Goal – Locate the line containing "[point] open notebook", then please write out that line and all the lines below it in the entries exactly.

□ □ □ □ □ □ □

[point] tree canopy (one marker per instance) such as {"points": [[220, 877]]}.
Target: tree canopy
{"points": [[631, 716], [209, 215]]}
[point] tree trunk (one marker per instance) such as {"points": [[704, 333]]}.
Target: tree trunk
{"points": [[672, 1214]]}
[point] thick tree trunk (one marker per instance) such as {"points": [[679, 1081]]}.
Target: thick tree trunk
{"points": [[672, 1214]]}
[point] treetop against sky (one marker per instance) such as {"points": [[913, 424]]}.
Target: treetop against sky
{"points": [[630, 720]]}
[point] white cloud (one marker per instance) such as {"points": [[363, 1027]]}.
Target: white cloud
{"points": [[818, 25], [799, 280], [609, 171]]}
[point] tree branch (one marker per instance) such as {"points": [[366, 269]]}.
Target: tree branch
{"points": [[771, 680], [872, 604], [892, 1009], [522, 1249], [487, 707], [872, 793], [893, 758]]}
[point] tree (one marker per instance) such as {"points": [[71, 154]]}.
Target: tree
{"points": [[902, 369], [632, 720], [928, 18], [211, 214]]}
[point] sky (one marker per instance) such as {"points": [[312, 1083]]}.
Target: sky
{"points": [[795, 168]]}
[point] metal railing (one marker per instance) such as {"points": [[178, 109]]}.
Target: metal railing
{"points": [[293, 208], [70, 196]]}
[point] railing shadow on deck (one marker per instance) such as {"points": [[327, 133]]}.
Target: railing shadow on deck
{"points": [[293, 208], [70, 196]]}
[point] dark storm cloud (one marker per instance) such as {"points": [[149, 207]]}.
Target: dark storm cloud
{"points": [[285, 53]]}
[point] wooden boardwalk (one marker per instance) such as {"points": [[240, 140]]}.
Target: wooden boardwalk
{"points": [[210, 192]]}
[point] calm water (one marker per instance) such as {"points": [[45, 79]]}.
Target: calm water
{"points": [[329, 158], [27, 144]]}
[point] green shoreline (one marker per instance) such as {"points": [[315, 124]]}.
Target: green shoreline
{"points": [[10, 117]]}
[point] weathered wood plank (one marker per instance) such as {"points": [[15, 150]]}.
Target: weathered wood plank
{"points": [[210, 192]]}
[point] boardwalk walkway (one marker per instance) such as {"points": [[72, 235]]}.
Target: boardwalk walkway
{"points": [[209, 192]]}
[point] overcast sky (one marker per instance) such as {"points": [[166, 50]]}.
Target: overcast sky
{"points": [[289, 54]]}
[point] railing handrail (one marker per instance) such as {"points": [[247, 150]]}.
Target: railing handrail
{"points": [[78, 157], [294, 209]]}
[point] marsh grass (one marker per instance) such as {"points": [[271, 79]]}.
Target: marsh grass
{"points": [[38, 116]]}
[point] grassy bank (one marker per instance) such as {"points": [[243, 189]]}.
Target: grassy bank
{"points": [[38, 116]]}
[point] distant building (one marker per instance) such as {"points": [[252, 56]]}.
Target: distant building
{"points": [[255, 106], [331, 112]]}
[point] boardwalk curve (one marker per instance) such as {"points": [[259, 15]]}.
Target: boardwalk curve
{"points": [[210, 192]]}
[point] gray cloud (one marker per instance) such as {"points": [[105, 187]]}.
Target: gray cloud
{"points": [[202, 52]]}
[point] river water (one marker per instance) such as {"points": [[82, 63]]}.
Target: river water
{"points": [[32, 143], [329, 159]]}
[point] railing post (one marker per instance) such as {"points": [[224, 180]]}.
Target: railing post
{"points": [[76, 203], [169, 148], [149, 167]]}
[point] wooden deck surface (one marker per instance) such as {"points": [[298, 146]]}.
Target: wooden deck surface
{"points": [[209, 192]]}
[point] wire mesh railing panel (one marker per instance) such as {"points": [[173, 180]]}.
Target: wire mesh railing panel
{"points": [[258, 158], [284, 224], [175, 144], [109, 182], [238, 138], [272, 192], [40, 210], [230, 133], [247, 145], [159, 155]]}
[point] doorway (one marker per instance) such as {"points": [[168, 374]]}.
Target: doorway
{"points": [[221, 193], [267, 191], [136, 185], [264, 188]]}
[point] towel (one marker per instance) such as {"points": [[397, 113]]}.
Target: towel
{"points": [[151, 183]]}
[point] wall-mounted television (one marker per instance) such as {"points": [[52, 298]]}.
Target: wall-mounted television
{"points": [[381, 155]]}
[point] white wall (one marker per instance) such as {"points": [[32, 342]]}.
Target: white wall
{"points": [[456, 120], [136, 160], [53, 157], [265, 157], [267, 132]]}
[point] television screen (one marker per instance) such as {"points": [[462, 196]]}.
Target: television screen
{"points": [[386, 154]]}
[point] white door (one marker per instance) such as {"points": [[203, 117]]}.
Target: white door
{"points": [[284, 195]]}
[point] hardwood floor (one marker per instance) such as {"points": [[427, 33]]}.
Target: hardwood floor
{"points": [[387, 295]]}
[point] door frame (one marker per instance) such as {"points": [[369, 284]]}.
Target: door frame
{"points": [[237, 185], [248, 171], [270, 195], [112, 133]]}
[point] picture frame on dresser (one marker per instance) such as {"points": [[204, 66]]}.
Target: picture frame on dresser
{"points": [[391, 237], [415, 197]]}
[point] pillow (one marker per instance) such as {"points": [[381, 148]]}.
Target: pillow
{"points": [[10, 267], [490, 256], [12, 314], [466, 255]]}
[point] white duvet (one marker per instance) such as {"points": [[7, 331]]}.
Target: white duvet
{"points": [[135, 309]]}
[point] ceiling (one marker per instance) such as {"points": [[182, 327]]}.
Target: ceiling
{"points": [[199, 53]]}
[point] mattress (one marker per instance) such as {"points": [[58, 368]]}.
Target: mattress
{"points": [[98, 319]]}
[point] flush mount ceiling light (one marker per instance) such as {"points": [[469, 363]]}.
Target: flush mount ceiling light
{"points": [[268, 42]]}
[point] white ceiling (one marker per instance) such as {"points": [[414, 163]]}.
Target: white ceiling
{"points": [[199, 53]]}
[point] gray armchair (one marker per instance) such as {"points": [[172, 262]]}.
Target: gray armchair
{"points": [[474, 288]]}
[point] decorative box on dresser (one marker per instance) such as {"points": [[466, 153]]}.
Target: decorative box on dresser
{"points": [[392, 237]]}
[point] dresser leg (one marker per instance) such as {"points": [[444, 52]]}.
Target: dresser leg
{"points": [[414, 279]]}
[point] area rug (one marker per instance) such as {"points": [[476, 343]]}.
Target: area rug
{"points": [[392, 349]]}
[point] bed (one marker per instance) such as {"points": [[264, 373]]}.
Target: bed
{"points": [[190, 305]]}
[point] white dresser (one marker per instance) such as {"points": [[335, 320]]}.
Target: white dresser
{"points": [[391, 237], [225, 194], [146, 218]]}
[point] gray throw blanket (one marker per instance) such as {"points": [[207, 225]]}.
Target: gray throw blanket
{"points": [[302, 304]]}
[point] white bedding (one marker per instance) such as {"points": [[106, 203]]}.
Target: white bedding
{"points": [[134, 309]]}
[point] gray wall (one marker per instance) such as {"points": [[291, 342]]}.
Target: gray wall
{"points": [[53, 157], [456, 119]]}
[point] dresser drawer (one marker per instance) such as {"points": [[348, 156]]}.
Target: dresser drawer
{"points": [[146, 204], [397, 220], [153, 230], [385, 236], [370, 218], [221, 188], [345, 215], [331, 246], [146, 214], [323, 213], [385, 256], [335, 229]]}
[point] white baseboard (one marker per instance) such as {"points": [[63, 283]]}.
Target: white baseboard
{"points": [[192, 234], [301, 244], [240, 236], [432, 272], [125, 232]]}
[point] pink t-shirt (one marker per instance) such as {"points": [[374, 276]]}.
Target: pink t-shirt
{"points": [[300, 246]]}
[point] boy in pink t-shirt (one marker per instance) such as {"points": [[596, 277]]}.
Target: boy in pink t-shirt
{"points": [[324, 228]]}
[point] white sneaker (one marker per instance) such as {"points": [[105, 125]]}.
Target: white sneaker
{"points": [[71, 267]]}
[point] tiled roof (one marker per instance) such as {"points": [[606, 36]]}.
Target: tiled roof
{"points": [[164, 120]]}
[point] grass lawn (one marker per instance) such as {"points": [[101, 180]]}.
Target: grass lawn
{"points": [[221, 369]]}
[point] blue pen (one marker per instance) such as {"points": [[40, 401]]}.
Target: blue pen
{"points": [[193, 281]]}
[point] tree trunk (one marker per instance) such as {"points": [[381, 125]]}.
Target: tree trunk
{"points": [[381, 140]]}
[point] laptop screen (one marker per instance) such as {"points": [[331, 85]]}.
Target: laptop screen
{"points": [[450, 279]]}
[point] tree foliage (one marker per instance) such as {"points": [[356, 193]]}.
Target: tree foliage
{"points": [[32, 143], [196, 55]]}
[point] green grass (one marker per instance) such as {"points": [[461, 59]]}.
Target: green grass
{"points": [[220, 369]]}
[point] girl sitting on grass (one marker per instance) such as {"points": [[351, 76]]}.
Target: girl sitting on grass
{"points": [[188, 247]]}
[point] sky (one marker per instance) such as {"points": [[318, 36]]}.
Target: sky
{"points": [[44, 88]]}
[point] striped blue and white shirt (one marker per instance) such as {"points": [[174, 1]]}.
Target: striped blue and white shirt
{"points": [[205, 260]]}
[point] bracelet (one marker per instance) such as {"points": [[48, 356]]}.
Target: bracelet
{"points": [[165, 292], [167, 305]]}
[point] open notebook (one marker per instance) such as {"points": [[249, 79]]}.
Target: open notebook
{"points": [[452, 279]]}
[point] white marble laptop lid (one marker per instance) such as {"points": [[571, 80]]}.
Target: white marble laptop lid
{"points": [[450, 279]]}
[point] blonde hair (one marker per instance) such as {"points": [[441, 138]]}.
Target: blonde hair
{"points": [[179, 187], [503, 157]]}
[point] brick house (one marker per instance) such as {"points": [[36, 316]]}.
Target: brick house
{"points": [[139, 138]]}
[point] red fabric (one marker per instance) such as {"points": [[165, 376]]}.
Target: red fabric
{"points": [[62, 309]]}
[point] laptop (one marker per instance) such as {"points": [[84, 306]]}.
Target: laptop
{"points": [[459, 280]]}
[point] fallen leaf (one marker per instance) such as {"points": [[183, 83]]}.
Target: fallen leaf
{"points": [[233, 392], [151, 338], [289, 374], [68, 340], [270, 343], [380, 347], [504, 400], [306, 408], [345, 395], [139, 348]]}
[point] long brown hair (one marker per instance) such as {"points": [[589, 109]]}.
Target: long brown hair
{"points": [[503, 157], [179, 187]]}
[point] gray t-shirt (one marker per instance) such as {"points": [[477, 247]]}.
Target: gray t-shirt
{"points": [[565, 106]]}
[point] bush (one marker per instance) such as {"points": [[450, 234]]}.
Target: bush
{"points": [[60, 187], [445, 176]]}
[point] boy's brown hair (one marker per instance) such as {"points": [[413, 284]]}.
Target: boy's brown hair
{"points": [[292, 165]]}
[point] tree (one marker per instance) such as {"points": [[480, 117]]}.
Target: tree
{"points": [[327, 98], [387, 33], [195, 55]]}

□ □ □ □ □ □ □

Output for this exercise –
[point] open notebook (one marker per instance) such as {"points": [[249, 79]]}.
Target: open notebook
{"points": [[452, 279]]}
[point] white marble laptop lid (one marker per instance) such as {"points": [[571, 80]]}.
Target: white marble laptop lid
{"points": [[450, 279]]}
[point] blonde hair (one marker per instance) such as {"points": [[441, 138]]}.
Target: blonde hair
{"points": [[179, 187], [503, 157]]}
[point] brick house (one marker per instance) such as {"points": [[36, 316]]}.
Target: brick house
{"points": [[139, 138]]}
[point] red fabric (one marker per instance) such as {"points": [[165, 376]]}.
Target: red fabric
{"points": [[62, 309]]}
[point] laptop (one marker per instance) such as {"points": [[84, 306]]}.
Target: laptop
{"points": [[459, 280]]}
[point] fallen leaf (one marker per instance) such as {"points": [[183, 83]]}.
Target: fallen leaf
{"points": [[233, 392], [151, 338], [289, 374], [68, 340], [270, 343], [380, 347], [504, 400], [306, 408], [345, 395], [139, 348]]}
[point] long brown hair (one marker per instance) such as {"points": [[589, 109]]}.
Target: long brown hair
{"points": [[503, 157], [179, 187]]}
[point] gray t-shirt (one marker per instance) such as {"points": [[477, 247]]}.
Target: gray t-shirt
{"points": [[565, 106]]}
[point] bush (one marker per instance) such as {"points": [[450, 234]]}.
Target: bush
{"points": [[60, 187], [445, 176]]}
[point] boy's brown hair (one marker per instance) such as {"points": [[413, 284]]}.
Target: boy's brown hair
{"points": [[292, 165]]}
[point] tree (one marker per instance) such as {"points": [[480, 117]]}.
Target: tree
{"points": [[327, 98], [387, 33], [195, 55]]}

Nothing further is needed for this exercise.